Directive: Reproduce the following material word for word, keeping every line in its original order.

Given data:
***
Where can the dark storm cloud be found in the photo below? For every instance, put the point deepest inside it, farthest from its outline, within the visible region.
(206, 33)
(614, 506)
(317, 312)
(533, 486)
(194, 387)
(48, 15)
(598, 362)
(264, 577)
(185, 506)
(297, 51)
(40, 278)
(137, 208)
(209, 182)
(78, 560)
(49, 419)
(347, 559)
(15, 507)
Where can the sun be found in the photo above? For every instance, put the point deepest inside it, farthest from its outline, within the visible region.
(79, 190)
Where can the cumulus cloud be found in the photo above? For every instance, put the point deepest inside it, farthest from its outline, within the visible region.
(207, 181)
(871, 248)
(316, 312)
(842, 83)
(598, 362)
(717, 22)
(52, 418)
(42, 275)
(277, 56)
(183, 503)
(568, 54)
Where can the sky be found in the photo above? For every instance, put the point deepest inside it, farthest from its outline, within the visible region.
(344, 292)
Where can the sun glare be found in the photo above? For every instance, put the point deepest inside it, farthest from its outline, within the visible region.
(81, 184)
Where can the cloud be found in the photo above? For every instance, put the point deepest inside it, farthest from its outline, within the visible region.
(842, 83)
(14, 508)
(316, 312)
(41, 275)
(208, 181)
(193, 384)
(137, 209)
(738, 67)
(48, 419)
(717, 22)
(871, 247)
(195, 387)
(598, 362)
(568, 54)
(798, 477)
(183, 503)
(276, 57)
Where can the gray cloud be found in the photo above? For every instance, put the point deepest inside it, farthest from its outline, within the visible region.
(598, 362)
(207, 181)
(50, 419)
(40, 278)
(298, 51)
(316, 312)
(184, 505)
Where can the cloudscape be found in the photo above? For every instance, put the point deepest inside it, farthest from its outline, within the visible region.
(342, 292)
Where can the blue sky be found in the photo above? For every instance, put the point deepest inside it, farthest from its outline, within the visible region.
***
Finished answer:
Where can the dark storm cloud be found in the photo below? For every instance, put the point deepest inside it, farthest from its outline, within the visible region.
(206, 33)
(614, 506)
(317, 312)
(533, 486)
(194, 387)
(48, 15)
(598, 362)
(264, 577)
(185, 506)
(297, 51)
(40, 278)
(137, 208)
(209, 182)
(78, 560)
(49, 419)
(347, 559)
(15, 507)
Where can the sun be found in the photo above? For every instance, put the point deepest inside it, farthest from its outline, within the visible region.
(79, 190)
Where can the cumulus cloud be found in the photo above? For every instance, put the point deepest inside it, farthest from its outline, within the visible region.
(207, 181)
(871, 248)
(316, 312)
(842, 83)
(598, 362)
(717, 22)
(52, 418)
(42, 275)
(277, 56)
(183, 503)
(568, 54)
Where can the sky be found in the photo above? For every instance, put the point deepest inside it, farthest from its outline, within the visible region.
(344, 292)
Where can the sun glare be found in the photo above? For every instance, put the point deepest inside it, farthest from its outline, within the visible region.
(81, 184)
Where can the cloud be found in the photo above? For every instance, put the point deepest inside it, farthest from its outline, within the visible region.
(842, 83)
(14, 508)
(316, 312)
(41, 275)
(208, 181)
(193, 384)
(137, 209)
(738, 67)
(48, 419)
(717, 22)
(871, 247)
(195, 387)
(598, 362)
(568, 54)
(798, 477)
(183, 503)
(276, 57)
Where can the gray cloud be found in the photo above? For every instance, put the point deepest inside it, farthest from its outline, within the visible region.
(598, 362)
(207, 181)
(50, 419)
(40, 278)
(298, 51)
(316, 312)
(184, 505)
Where can the cloudscape be found in the photo above? For every instance, put the point deepest inside it, farthest from its outline, within the visible region.
(342, 292)
Where can the blue sky be found in the photo above? For every instance, put the point deepest inside it, farthest from its outline, within the visible region.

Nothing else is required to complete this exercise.